- Problem to solve -
Would you please write out each entry precisely as given?

- Extracted information -
== Segment start ==
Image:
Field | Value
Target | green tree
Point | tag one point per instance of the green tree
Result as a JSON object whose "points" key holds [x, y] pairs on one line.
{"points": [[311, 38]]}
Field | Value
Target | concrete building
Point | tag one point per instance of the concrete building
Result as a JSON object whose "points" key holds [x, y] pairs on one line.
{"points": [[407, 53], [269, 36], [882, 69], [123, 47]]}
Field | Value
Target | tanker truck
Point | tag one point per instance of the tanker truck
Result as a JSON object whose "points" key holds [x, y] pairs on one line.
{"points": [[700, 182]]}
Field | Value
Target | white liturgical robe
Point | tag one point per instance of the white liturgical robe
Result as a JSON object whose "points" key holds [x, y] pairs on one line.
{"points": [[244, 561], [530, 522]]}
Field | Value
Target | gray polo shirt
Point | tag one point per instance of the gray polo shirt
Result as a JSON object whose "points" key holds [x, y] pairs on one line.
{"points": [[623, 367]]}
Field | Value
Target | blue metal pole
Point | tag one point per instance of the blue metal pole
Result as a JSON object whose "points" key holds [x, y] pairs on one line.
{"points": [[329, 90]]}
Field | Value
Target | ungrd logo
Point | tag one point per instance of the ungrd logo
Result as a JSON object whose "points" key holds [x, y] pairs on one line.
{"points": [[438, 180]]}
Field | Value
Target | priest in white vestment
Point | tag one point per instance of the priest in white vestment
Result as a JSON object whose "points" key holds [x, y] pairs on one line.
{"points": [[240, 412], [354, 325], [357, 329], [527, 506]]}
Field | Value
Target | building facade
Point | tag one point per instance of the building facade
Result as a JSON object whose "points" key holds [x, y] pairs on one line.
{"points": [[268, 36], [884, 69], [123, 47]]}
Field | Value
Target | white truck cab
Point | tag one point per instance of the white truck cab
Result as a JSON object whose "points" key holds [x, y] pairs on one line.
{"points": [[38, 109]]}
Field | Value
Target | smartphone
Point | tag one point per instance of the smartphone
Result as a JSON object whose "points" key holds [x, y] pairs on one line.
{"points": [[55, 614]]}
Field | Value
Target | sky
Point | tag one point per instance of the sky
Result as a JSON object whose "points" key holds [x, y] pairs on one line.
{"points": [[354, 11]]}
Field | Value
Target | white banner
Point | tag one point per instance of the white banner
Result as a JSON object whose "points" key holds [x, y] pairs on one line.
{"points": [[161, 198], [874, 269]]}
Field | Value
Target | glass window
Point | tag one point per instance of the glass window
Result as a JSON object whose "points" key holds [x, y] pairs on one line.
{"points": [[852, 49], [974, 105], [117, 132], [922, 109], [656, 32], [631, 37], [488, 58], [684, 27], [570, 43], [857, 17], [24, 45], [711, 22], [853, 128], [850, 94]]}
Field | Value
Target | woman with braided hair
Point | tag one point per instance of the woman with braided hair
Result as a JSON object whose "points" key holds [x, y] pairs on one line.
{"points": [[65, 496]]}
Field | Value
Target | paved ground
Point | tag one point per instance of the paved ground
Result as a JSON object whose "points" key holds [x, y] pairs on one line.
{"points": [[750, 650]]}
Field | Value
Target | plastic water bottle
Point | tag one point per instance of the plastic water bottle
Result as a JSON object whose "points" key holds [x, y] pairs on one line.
== Segment end ==
- Written response -
Image:
Field | Value
Target | green tree
Point | tag one point per instance of the green tree
Result as a JSON object whose "points" key holds [x, y] pairs on one line.
{"points": [[311, 38]]}
Field | Value
Target | concrete building
Point | tag one point per instance of the concrete building
Result as a JSON object whose "points" key holds [x, y] pairs on one line.
{"points": [[407, 53], [269, 36], [882, 69], [123, 47]]}
Field | Value
Target | tanker truck
Point | tag one point per instance of the tanker truck
Result as a JSON object whose "points" key holds [x, y] pairs on one line.
{"points": [[700, 182]]}
Field | Value
Target | white liturgical robe
Point | tag one point per instance of the white liturgical robe
Result as a JSON object whose "points" key holds [x, y] pairs on one line.
{"points": [[244, 561], [530, 522]]}
Field | Value
Target | gray polo shirt
Point | tag one point per instance of the gray polo shirt
Result as a JSON object whose "points" key holds [x, y] pairs on one line.
{"points": [[623, 367]]}
Field | Value
Target | blue metal pole
Point | tag one point per instance of the blue metal pole
Result as a JSON object whose "points" key holds [x, y] pairs on one line.
{"points": [[329, 90]]}
Field | Value
Target | ungrd logo
Point | tag one point per instance of the ungrd logo
Result as a JSON object whose "points" key holds [x, y] pairs on one line.
{"points": [[438, 180]]}
Field | Value
Target | priest in white vestment
Point | tag one point per instance of the priest in white vestment
Result as a JSON object whose "points" key holds [x, y] pairs on one line.
{"points": [[240, 412], [354, 325], [357, 329], [527, 506]]}
Field | Value
Target | building facade
Point | tag one point per instance of the building facade
Result as a JSON object whose "points" key holds [x, y] pairs on one line.
{"points": [[268, 36], [884, 69], [123, 47]]}
Field | Value
Target | white truck cab
Point | tag one point per instance of the white truck cab
Result as a JSON object whose "points" key holds [x, y] pairs on one line.
{"points": [[38, 109]]}
Field | Value
Target | smartphone
Point | tag one point per instance of the smartphone
Result as a JSON object whose "points" key holds [x, y] pairs on one line.
{"points": [[55, 614]]}
Field | Value
Target | sky
Point | tag one point per instance of the sky
Result as a JSON object whose "points" key holds [x, y] pairs on one line.
{"points": [[354, 11]]}
Field | Value
Target | white banner
Point | tag one point per instance of the white banner
Result as a JSON object whose "points" key holds [x, y] pairs on one line.
{"points": [[161, 198], [874, 269]]}
Field | Value
Target | glass window
Point | tag one point per instance of the glass window
Result as a JSON object whose "points" key holds [x, y] pairs on one line.
{"points": [[852, 49], [974, 105], [117, 132], [922, 109], [656, 32], [631, 37], [488, 58], [684, 27], [570, 43], [857, 17], [24, 45], [711, 22], [853, 128], [850, 94]]}
Field | Value
Target | woman with braided hair
Point | tag one point per instance of the woman with braided hair
Result as a JSON object whose "points" key holds [x, y] pairs on one line.
{"points": [[65, 496]]}
Field | Value
Target | paved ground
Point | tag one point per instance of the paved ground
Result as a JSON object whose "points" key holds [x, y] pairs on one line.
{"points": [[750, 650]]}
Field | Value
Target | plastic water bottle
Point | tag one point per instance of the plastic water bottle
Result as a JSON object whose "points" key holds [x, y] pairs on one line.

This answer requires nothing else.